**Exercise requirements**
Reproduce exactly the final portion of the data: every line from the one containing "point: woman in" through the last line, inclusive.

**Natural language region descriptions**
○ ○ ○ ○ ○

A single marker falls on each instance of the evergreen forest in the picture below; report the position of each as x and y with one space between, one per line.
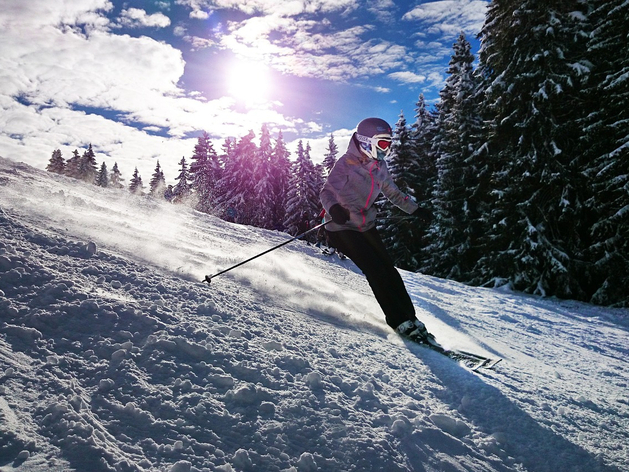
524 161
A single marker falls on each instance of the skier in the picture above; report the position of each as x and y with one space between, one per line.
354 184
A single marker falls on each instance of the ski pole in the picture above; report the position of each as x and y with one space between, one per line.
208 278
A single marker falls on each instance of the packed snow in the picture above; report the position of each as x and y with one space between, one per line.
114 356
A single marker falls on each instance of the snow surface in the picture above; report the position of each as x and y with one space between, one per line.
113 355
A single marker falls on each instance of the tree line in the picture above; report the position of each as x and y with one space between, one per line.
246 183
523 161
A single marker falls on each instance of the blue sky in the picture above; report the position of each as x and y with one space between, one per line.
139 80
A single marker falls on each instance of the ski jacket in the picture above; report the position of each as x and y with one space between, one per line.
355 182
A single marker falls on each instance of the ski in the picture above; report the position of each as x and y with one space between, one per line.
471 360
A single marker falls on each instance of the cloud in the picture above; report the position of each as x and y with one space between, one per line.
407 77
450 17
137 18
284 8
34 13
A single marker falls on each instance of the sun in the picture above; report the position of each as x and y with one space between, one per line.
248 82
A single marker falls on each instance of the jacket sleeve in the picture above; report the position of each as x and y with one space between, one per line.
396 196
332 187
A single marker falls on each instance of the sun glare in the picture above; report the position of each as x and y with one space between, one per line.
248 82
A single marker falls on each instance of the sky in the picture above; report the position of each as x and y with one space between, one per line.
140 80
114 356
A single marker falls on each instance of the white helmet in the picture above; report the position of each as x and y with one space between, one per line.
374 137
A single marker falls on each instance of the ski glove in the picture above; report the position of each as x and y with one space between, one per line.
424 215
339 214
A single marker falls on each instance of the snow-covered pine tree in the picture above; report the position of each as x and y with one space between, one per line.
302 206
87 166
281 172
182 189
205 172
157 185
606 150
401 235
329 159
423 131
73 165
136 187
237 200
453 236
57 164
116 180
528 57
263 217
102 177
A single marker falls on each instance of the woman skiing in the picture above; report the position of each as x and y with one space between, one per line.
354 184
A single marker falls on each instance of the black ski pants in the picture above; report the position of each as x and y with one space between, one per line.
369 253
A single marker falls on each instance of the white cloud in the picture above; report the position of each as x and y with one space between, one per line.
272 7
135 18
16 15
407 77
450 17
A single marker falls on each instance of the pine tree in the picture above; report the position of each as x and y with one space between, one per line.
57 164
401 235
116 180
157 185
302 207
237 199
102 177
87 166
205 172
73 165
264 182
136 187
454 237
529 62
329 159
606 152
281 172
182 189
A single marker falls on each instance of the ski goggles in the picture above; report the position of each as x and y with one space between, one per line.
379 142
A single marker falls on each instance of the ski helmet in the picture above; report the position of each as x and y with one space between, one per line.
374 137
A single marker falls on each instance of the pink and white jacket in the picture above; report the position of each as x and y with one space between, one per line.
355 183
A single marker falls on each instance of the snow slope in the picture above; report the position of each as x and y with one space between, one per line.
114 357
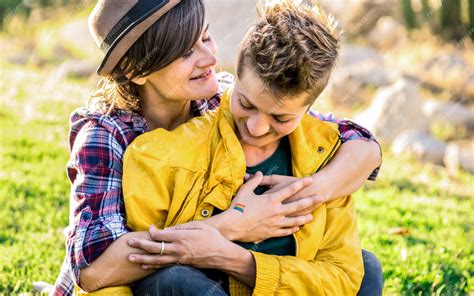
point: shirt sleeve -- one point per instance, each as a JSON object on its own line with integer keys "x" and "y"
{"x": 350, "y": 130}
{"x": 97, "y": 209}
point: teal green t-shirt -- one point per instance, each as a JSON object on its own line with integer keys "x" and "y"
{"x": 277, "y": 164}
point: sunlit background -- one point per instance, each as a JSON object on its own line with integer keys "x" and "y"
{"x": 406, "y": 72}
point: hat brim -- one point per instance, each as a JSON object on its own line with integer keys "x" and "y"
{"x": 117, "y": 50}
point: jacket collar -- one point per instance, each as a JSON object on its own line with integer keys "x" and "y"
{"x": 312, "y": 144}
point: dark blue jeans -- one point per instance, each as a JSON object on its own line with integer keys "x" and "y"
{"x": 185, "y": 280}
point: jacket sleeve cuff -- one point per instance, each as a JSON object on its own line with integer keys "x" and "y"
{"x": 267, "y": 274}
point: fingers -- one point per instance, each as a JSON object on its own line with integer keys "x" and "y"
{"x": 163, "y": 235}
{"x": 153, "y": 259}
{"x": 291, "y": 189}
{"x": 152, "y": 247}
{"x": 285, "y": 231}
{"x": 292, "y": 222}
{"x": 272, "y": 180}
{"x": 253, "y": 182}
{"x": 304, "y": 204}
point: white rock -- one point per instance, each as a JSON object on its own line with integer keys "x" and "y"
{"x": 393, "y": 110}
{"x": 454, "y": 113}
{"x": 420, "y": 145}
{"x": 359, "y": 55}
{"x": 387, "y": 33}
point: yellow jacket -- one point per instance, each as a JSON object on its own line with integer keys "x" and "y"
{"x": 173, "y": 177}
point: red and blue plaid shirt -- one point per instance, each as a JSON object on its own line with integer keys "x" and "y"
{"x": 97, "y": 143}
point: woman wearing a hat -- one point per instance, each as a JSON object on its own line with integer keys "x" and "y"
{"x": 158, "y": 70}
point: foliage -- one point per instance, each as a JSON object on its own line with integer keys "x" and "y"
{"x": 431, "y": 256}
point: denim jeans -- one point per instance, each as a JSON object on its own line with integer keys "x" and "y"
{"x": 185, "y": 280}
{"x": 178, "y": 280}
{"x": 372, "y": 283}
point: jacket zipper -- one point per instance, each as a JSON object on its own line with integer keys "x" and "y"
{"x": 331, "y": 154}
{"x": 326, "y": 160}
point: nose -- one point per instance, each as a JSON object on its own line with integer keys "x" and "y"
{"x": 257, "y": 125}
{"x": 207, "y": 57}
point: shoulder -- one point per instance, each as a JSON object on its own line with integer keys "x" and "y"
{"x": 181, "y": 147}
{"x": 320, "y": 126}
{"x": 89, "y": 126}
{"x": 185, "y": 147}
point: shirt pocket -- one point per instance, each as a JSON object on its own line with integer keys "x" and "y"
{"x": 85, "y": 219}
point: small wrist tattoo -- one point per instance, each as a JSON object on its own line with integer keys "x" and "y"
{"x": 239, "y": 207}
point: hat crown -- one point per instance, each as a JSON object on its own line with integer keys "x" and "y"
{"x": 107, "y": 16}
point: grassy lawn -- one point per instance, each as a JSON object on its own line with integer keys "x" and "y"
{"x": 415, "y": 217}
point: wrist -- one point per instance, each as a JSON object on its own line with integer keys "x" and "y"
{"x": 322, "y": 186}
{"x": 236, "y": 260}
{"x": 223, "y": 223}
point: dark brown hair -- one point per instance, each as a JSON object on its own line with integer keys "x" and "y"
{"x": 168, "y": 39}
{"x": 292, "y": 48}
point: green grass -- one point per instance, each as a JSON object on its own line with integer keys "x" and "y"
{"x": 435, "y": 257}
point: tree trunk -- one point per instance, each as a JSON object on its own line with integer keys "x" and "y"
{"x": 451, "y": 15}
{"x": 471, "y": 19}
{"x": 408, "y": 14}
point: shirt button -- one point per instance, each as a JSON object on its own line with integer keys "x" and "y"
{"x": 205, "y": 213}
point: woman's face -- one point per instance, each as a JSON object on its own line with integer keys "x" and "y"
{"x": 259, "y": 118}
{"x": 191, "y": 77}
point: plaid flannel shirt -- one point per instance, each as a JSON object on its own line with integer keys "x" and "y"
{"x": 97, "y": 143}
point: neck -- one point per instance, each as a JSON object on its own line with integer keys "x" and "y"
{"x": 160, "y": 112}
{"x": 256, "y": 155}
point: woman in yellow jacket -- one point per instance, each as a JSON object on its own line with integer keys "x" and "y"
{"x": 285, "y": 60}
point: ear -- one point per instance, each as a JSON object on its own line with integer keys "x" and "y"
{"x": 139, "y": 80}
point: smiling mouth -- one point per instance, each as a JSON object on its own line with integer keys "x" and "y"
{"x": 204, "y": 75}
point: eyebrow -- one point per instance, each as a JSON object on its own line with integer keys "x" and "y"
{"x": 273, "y": 114}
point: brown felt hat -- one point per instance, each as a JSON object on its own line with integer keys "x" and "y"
{"x": 115, "y": 25}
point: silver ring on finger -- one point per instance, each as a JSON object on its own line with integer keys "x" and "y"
{"x": 162, "y": 248}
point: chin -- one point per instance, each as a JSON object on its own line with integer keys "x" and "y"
{"x": 206, "y": 91}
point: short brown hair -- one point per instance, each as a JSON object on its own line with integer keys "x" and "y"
{"x": 291, "y": 47}
{"x": 168, "y": 39}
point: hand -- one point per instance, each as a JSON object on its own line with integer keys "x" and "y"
{"x": 253, "y": 218}
{"x": 313, "y": 191}
{"x": 195, "y": 244}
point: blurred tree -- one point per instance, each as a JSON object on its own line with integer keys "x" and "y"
{"x": 8, "y": 8}
{"x": 408, "y": 14}
{"x": 447, "y": 21}
{"x": 451, "y": 23}
{"x": 425, "y": 6}
{"x": 471, "y": 18}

○ ○ ○ ○ ○

**Response for this exercise**
point: woman in yellow jacket -- one point per instance, each as a JSON object on its own line with integer keys "x" and "y"
{"x": 285, "y": 60}
point: ear -- one point per instance, each as a JSON object on its own line with integer keys "x" and "y"
{"x": 139, "y": 80}
point: smiling mouth -- one point per instance, each as a JSON object on its own line with integer keys "x" and "y"
{"x": 204, "y": 75}
point: eyebrow -- one point per instance, each as a JSON object on its own line with integer keys "x" and "y"
{"x": 273, "y": 114}
point: brown felt hat -- one point per instance, each as a JSON object on its own line with integer keys "x" and "y"
{"x": 115, "y": 25}
point: silver ring on finger -- one point per instance, each as a JSON object on its own line with integer keys "x" and "y"
{"x": 162, "y": 248}
point: chin -- one point per instance, each as a JSON object on its own line with integer keys "x" and "y"
{"x": 206, "y": 91}
point: short brown hair -- one point per instance, each as a JSON object on its own line with integer keys "x" and "y"
{"x": 291, "y": 47}
{"x": 168, "y": 39}
point: hand -- one point per instance, each as a JSON object on its own line with integer keys "x" and "y"
{"x": 253, "y": 218}
{"x": 313, "y": 191}
{"x": 195, "y": 244}
point: blurred tree -- one point per instance, each as a JSON object on its own line with integer keys "x" and "y"
{"x": 8, "y": 8}
{"x": 408, "y": 14}
{"x": 447, "y": 21}
{"x": 451, "y": 23}
{"x": 425, "y": 6}
{"x": 471, "y": 18}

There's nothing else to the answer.